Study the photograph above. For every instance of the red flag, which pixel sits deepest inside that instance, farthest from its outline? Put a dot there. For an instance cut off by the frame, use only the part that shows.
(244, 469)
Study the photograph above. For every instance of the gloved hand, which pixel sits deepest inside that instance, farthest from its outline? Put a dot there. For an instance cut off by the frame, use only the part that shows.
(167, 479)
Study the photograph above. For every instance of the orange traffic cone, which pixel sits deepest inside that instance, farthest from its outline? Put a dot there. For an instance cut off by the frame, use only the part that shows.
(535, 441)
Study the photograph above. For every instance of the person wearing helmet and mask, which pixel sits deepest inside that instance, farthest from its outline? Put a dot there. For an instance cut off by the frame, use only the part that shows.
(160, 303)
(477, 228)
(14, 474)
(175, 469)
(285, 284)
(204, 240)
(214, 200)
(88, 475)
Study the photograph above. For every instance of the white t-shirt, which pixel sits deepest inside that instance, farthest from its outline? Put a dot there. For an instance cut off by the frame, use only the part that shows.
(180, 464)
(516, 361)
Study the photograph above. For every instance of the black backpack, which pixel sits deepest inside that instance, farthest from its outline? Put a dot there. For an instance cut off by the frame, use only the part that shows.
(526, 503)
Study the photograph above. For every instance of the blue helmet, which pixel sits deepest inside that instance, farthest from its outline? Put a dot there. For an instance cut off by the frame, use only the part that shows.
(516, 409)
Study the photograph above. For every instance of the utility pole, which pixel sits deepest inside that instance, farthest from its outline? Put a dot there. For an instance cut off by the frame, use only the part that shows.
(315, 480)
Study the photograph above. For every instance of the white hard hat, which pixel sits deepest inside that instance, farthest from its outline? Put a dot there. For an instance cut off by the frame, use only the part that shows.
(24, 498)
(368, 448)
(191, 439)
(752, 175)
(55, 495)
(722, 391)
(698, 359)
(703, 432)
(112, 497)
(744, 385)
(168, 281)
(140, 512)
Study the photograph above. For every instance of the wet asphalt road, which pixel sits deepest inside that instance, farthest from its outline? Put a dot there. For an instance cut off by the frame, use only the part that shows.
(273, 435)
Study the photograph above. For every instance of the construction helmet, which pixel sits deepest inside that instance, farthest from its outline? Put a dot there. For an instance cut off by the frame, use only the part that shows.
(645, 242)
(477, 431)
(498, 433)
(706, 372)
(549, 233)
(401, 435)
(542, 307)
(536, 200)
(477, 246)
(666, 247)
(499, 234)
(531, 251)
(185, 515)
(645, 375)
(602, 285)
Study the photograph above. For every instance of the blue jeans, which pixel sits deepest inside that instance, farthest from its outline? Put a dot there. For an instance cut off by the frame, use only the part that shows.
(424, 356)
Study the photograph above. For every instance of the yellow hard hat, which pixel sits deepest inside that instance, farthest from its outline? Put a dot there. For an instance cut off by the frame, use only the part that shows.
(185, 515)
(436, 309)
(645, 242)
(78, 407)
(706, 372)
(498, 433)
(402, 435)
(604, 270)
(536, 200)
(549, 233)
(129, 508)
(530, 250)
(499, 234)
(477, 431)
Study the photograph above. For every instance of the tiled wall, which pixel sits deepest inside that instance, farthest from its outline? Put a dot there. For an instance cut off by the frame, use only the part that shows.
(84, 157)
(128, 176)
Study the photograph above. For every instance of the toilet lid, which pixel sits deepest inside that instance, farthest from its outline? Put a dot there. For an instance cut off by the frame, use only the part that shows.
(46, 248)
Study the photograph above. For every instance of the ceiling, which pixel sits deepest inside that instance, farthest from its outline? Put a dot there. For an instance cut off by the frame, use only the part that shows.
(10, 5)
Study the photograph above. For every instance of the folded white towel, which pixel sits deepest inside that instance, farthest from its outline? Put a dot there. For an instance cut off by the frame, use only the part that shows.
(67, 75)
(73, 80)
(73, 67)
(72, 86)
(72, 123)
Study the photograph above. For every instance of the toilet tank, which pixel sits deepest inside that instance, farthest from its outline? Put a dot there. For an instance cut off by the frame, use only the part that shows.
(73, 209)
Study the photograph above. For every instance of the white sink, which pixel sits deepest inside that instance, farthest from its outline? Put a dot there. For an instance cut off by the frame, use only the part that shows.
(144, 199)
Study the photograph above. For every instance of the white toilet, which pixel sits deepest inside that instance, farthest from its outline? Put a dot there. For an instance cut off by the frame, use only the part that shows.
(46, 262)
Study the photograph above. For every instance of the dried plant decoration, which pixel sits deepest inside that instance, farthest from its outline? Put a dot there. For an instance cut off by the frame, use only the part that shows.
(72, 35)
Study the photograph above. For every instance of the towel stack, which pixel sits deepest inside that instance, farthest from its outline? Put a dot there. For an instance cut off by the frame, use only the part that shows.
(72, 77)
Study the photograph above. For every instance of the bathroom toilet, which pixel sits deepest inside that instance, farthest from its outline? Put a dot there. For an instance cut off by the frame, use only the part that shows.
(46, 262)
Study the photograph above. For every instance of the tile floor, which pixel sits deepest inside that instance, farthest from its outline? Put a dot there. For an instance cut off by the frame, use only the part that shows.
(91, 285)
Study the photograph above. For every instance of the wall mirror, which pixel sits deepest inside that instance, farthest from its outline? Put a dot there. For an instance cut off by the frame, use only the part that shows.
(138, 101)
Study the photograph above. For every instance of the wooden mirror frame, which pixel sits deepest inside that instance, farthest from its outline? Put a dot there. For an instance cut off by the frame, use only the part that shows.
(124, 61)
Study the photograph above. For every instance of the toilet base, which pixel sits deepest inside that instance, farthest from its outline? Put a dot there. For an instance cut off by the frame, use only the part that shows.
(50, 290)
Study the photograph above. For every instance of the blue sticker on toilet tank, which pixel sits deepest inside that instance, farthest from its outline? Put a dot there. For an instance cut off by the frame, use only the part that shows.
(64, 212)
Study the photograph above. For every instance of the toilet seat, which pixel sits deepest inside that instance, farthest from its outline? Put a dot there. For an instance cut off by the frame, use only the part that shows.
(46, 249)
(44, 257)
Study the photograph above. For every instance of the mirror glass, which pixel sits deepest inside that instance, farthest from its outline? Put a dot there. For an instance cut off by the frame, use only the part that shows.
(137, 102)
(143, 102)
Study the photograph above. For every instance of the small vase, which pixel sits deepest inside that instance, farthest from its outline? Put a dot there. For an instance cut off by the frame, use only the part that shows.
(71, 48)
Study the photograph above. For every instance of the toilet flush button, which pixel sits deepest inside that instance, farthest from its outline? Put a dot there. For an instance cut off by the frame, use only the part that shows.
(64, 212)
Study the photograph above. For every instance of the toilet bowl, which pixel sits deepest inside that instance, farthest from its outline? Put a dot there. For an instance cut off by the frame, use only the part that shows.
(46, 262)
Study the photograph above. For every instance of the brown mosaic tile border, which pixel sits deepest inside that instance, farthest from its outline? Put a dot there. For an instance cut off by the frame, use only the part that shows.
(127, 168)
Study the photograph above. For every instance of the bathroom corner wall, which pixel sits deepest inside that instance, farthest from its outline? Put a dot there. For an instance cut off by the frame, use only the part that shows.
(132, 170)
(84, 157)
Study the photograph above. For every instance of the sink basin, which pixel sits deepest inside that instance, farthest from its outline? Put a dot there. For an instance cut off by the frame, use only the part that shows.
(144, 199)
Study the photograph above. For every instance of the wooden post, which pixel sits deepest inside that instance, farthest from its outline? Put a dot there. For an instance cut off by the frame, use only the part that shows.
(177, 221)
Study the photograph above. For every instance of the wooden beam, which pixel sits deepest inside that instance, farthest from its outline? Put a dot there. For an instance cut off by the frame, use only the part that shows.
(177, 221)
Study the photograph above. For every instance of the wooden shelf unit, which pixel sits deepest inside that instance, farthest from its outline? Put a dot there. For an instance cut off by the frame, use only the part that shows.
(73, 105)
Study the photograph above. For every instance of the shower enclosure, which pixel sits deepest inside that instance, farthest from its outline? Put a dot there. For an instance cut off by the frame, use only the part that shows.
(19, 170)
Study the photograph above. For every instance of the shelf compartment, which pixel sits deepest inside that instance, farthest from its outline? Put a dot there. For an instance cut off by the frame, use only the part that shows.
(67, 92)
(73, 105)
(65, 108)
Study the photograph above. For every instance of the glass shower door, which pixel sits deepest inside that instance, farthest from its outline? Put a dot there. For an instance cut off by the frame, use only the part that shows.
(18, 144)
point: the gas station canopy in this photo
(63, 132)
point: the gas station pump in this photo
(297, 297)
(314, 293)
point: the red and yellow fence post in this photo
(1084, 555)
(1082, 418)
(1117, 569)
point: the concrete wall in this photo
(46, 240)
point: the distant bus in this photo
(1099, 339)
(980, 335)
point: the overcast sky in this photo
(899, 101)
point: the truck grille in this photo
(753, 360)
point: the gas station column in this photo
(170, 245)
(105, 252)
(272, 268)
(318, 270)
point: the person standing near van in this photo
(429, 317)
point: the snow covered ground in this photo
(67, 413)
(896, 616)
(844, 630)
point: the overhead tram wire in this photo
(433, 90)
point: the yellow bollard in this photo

· · · · ·

Reproduce nothing but the lines from the line containing "Study the photograph above. For every instance of the shelf" to the last line of the data, each exactly as written.

Study the photograph above. For every instance of the shelf compartment, which pixel sits deepest inside that instance, farthest from its outline? Put a dot there. For an instance cut off by the frame, use only the part that shows.
(67, 92)
(73, 105)
(65, 108)
Study the photograph above. For every instance of the glass shower door, which pixel sits deepest inside that instance, farthest from its outline? Put a dot there. For an instance cut off by the frame, use only the part that shows.
(18, 144)
point: the gas station canopy in this photo
(63, 132)
point: the gas station pump in this photo
(297, 297)
(314, 293)
point: the red and yellow fence post in this photo
(1084, 555)
(1082, 418)
(1117, 569)
point: the concrete wall in this photo
(46, 240)
point: the distant bus in this photo
(1099, 339)
(980, 335)
point: the overcast sky in this photo
(899, 101)
point: the truck grille in this photo
(753, 360)
point: the gas station column in this photo
(170, 245)
(105, 252)
(272, 268)
(318, 270)
point: the person standing near van in this photo
(429, 317)
point: the snow covered ground in this photo
(67, 413)
(896, 616)
(844, 630)
point: the overhead tram wire in this photo
(433, 90)
point: the yellow bollard in this photo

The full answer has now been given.